→ PASSAGE PROVIDED:
Art Gallery Shows to See in December
This week in Newly Reviewed, Andrew Russeth covers Jeff Koons’s big-budget baubles, Park Hyunki’s artificial boulder, Joseph Geagan’s demimonde and a group show of photos on fridges.
CHELSEA
Jeff Koons
Through Feb. 28. Gagosian, 541 West 24th Street; 212-741-1111, gagosian.com.

Just in time for the holidays, here comes Jeff Koons with a fresh set of big-budget baubles that are at least as shiny, and almost as intensely satisfying, as his most polished balloon animals.
A gleaming eight-foot-tall “Aphrodite” (2016-21) emerges nude from sea foam, looking light as air, though she is metal. Two “Kissing Lovers” (2016-25), dressed for a Fragonard painting, are really going at it. Yes, Koons’s signature obsessions — desire, perfection, control — are in full bloom.
The seven unsettling, comical sculptures on view began as porcelain figurines from the 1700s to the early 1900s, which Koons and wizardly fabricators transmogrified into larger stainless-steel forms whose undulating mirrored surfaces warp you as you gawk. Details on the tchotchkes were abstracted by the scale shift, giving a sense of unreality intensified by ingeniously layered transparent paint. Disorienting, hard to make out, the sculptures read almost as digital apparitions.
Alas, the old axiom that Koons’s magic falters in two dimensions holds, in overloaded new paintings with photorealistic backgrounds, aluminum-leaf renderings of lively prints by old masters (that satyr’s whipping a nymph!) and messy abstract passages by Koons (a genuine curveball). They at least succeed in delivering additional perversity, an essential fuel of his art.

→ PROVIDED MATERIAL:
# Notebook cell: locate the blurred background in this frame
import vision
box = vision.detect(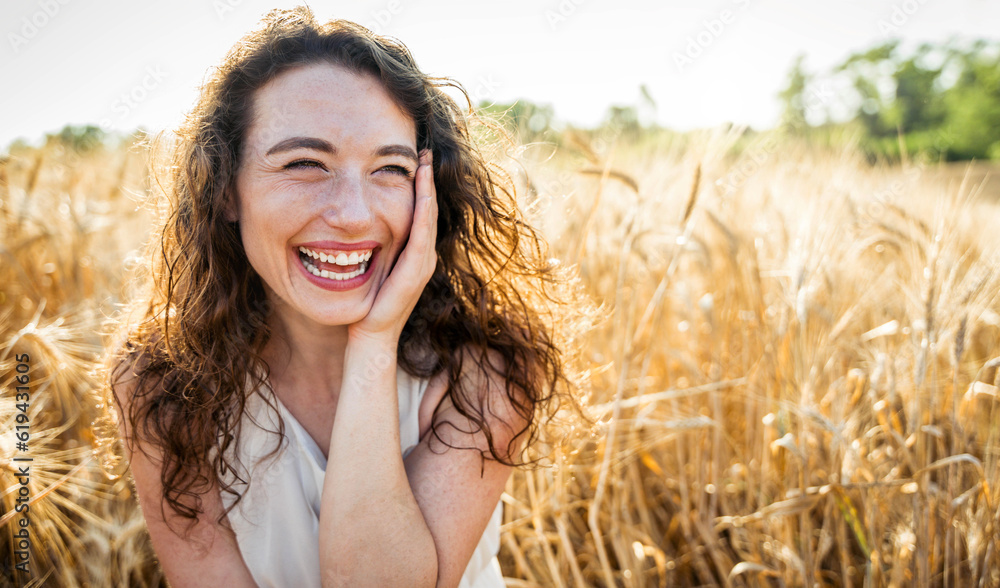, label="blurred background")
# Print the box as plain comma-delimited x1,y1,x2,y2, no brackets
0,0,1000,160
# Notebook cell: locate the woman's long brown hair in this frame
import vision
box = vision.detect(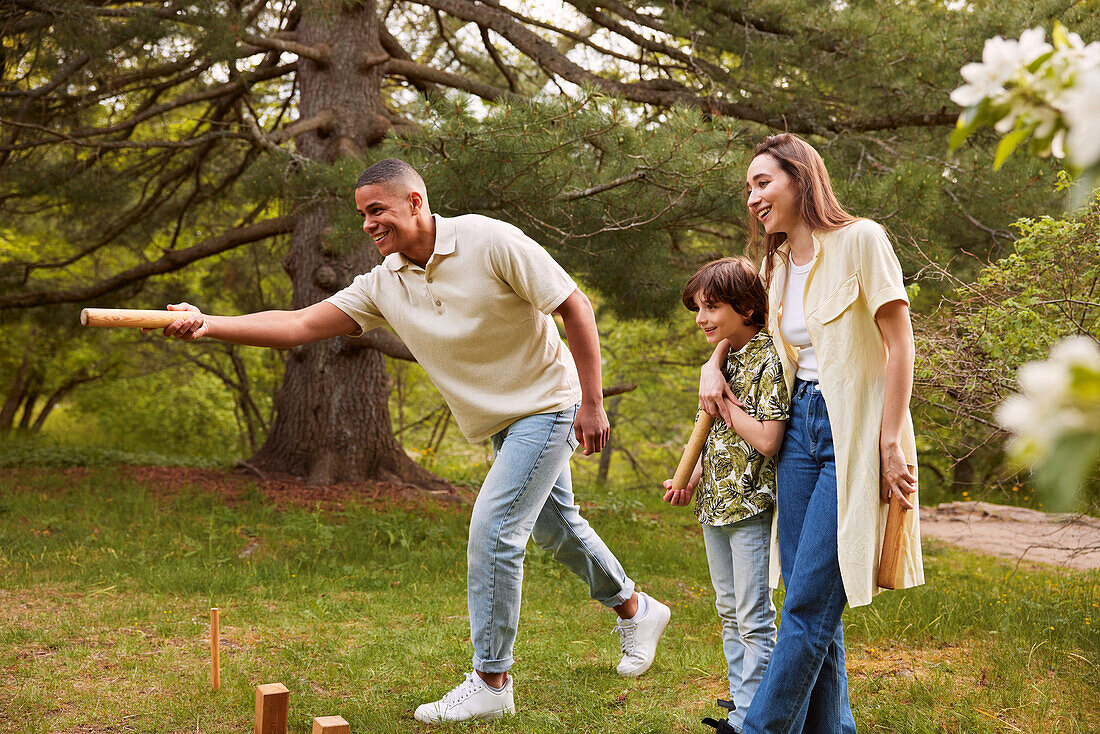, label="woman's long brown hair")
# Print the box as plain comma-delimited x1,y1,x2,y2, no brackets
746,132,859,285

→ TASK LIST:
1. According to the gallery review, until what date is the Jeff Koons show at Gagosian on view?
2. List every artist or show that the gallery review says Andrew Russeth covers this week in Newly Reviewed.
3. Pick up the gallery review after its final sentence and write the next part.
The entries are separate material from the gallery review.

→ ANSWERS:
1. Feb. 28.

2.
- Jeff Koons's big-budget baubles
- Park Hyunki's artificial boulder
- Joseph Geagan's demimonde
- A group show of photos on fridges

3.
The most potent sculpture in Koons’s unhinged, irrepressible rococo wonderland is the smallest, “Fox With Bird” (2016-23), which sounds a discordant note, interrupting pervasive pleasure with violence. The predator is triumphant, teeth deep in its prey, but the eyes of both are wide open, staring into the distance, reckoning with the same trauma. ANDREW RUSSETH
CHELSEA
Park Hyunki
Through Feb. 14. Gallery Hyundai, 529 West 20th Street; galleryhyundai.com
In 2011, it was national news when a 340-ton megalith was hauled from a quarry in Riverside, Calif., to the Los Angeles County Museum of Art to become a grand Michael Heizer sculpture. Thirty years earlier, with somewhat less fanfare, the video artist Park Hyunki (1942-2000) plopped an artificial boulder on the back of a flatbed truck that then slowly cruised around the city of Daegu, South Korea. Artists, critics and curators joined him, helping to shoot footage and photos included in this invigorating show, “Pass Through the City,” his project’s title.
Park’s boulder, fashioned from resin, had a sizable mirror embedded on one side that reflected billboards and buses as it moved. After about 40 minutes, it was deposited on a sidewalk near a bank, where a camera transmitted a live feed of passers-by stopping for a closer look into a local gallery. Was it a commentary on media spectacles? A sendup of state surveillance?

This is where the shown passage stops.